### WHAT IS REQUIRED
In the algorithm overview, condense the paragraph beginning "Edge Cases:" into one sentence that retains all four cases.

### DOCUMENT
((

4.4 Algorithm Overview

Request Parsing State Machine:

┌───────────────────────────────────────────────────────────────┐
│                    Parser States                               │
│                                                                │
│  ┌─────────────────┐                                          │
│  │ STATE_START     │ ─── Read bytes ───> Check for \r\n       │
│  └────────┬────────┘                                          │
│           │ Found request line                                │
│           v                                                   │
│  ┌─────────────────┐                                          │
│  │ STATE_REQUEST   │ Parse: METHOD SP URI SP VERSION CRLF     │
│  │ LINE            │                                          │
│  └────────┬────────┘                                          │
│           │ Request line complete                              │
│           v                                                   │
│  ┌─────────────────┐                                          │
│  │ STATE_HEADERS   │ ─── Read header ───> key: value CRLF     │
│  │                 │ <── Loop until empty line (CRLF CRLF)    │
│  └────────┬────────┘                                          │
│           │ Empty line found                                  │
│           v                                                   │
│  ┌─────────────────┐                                          │
│  │ STATE_BODY      │ ─── Read Content-Length bytes ──────>    │
│  │ (if POST)       │     (or until connection close)          │
│  └────────┬────────┘                                          │
│           │ Body complete                                      │
│           v                                                   │
│  ┌─────────────────┐                                          │
│  │ STATE_COMPLETE  │ Request ready for processing              │
│  └─────────────────┘                                          │
│                                                                │
└───────────────────────────────────────────────────────────────┘

Edge Cases:
- \r\n split across recv() calls
- Partial header received
- Content-Length mismatch
- Invalid characters in method/URI

File Serving Algorithm:

serve_file(path):
    1. URL decode path (convert %xx to characters)
    2. Resolve path with realpath()
    3. Check if path starts with document_root (security!)

))

### INFORMATION PROVIDED

((

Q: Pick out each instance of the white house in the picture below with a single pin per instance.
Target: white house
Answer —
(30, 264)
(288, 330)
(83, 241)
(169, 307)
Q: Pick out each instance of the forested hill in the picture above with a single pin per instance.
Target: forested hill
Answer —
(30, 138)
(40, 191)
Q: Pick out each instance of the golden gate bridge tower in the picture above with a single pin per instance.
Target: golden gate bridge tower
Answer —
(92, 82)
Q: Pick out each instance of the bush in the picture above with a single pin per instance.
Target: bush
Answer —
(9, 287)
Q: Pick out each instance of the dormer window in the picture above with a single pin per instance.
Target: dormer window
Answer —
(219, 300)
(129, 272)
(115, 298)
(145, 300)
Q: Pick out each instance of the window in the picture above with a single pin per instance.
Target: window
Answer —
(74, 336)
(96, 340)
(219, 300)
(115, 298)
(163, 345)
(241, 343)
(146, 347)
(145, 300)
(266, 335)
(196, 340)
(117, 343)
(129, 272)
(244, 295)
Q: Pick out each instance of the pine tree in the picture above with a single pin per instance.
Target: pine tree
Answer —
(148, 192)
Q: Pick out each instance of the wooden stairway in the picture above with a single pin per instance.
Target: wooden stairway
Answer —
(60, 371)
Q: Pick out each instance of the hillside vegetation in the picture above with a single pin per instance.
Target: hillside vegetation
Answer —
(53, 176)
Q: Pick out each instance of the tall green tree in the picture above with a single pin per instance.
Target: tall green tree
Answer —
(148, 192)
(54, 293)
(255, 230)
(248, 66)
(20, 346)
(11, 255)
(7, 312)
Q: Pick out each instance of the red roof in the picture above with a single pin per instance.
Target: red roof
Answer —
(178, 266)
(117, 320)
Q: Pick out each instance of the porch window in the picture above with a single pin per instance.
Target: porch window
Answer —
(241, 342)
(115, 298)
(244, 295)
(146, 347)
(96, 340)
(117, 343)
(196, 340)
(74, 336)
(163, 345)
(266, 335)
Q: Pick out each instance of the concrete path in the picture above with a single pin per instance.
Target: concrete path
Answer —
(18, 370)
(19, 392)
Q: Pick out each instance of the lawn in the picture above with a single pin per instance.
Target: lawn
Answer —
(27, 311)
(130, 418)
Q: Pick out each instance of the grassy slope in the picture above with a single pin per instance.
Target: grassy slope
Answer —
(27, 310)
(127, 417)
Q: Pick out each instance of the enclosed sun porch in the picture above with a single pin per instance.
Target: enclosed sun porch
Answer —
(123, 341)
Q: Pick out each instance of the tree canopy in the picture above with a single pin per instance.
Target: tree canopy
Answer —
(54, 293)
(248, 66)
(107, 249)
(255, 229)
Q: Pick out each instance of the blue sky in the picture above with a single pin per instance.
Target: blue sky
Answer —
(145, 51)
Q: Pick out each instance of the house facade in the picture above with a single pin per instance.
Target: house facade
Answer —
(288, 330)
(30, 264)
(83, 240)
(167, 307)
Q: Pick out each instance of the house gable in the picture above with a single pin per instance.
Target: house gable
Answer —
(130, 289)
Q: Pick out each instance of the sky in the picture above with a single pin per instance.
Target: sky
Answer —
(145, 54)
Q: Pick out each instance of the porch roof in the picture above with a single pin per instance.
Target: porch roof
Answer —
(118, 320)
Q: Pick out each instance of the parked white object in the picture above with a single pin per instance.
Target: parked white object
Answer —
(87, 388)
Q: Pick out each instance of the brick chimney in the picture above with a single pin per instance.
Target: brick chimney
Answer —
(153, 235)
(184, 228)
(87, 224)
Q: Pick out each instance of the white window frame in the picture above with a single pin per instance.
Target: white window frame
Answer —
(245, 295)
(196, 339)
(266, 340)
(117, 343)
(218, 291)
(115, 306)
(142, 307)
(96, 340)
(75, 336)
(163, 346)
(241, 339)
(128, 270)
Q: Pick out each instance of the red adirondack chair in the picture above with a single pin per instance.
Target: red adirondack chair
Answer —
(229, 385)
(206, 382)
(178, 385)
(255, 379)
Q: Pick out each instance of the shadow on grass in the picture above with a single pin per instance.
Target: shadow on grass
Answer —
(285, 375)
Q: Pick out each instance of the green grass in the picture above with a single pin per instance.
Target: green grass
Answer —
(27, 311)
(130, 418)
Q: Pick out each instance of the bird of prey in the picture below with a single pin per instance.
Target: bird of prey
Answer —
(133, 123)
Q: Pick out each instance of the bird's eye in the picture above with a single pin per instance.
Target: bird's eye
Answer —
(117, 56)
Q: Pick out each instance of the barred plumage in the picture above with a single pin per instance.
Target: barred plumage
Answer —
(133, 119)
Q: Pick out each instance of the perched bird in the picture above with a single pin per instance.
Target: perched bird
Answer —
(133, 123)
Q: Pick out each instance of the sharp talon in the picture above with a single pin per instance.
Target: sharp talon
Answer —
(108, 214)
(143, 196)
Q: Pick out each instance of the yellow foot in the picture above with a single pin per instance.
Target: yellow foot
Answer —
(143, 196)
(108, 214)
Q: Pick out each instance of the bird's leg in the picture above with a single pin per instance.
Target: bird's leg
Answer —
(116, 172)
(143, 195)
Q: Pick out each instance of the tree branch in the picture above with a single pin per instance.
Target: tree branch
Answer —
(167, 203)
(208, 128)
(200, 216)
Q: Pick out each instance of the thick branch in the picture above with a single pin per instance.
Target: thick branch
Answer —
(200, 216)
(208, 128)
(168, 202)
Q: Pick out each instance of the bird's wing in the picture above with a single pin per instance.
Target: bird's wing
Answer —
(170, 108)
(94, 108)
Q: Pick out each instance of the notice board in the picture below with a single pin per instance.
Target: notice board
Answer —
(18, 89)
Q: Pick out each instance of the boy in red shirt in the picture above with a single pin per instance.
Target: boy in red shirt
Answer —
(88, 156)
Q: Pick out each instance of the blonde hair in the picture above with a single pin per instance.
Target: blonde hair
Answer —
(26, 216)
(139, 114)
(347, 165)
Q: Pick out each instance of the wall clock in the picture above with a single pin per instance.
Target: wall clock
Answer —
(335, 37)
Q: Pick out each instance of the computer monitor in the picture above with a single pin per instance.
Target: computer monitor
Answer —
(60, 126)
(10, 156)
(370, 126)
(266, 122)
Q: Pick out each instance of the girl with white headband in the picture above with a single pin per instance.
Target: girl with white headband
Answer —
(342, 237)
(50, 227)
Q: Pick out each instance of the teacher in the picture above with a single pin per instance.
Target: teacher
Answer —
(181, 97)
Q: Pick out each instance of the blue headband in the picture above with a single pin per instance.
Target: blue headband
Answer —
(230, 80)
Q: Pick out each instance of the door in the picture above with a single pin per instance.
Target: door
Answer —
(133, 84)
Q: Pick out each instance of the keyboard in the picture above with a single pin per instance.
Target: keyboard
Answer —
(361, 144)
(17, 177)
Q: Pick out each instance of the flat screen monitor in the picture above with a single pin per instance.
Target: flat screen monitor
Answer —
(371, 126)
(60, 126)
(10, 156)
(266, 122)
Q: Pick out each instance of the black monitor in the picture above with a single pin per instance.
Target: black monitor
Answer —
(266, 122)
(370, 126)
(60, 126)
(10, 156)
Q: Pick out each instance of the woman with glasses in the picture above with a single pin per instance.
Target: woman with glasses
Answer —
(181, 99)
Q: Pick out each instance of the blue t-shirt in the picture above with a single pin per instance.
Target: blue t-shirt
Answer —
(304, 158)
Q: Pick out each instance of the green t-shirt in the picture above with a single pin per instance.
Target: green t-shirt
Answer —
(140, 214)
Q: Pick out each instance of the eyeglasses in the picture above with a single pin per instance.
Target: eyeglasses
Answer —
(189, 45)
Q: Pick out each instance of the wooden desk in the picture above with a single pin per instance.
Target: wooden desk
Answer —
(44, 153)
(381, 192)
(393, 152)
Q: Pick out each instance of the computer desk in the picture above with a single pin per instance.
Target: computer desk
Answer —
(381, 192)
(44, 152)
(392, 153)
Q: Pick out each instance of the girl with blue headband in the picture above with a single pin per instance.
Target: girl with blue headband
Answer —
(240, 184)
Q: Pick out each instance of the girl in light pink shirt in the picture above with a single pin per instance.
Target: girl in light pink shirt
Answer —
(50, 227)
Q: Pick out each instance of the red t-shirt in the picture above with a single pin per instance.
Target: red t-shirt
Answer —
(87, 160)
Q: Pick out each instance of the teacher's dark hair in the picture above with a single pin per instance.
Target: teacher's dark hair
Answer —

))

### COMPLETE RESPONSE
The edge cases are \r\n split across recv() calls, a partially received header, a Content-Length mismatch, and invalid characters in the method or URI.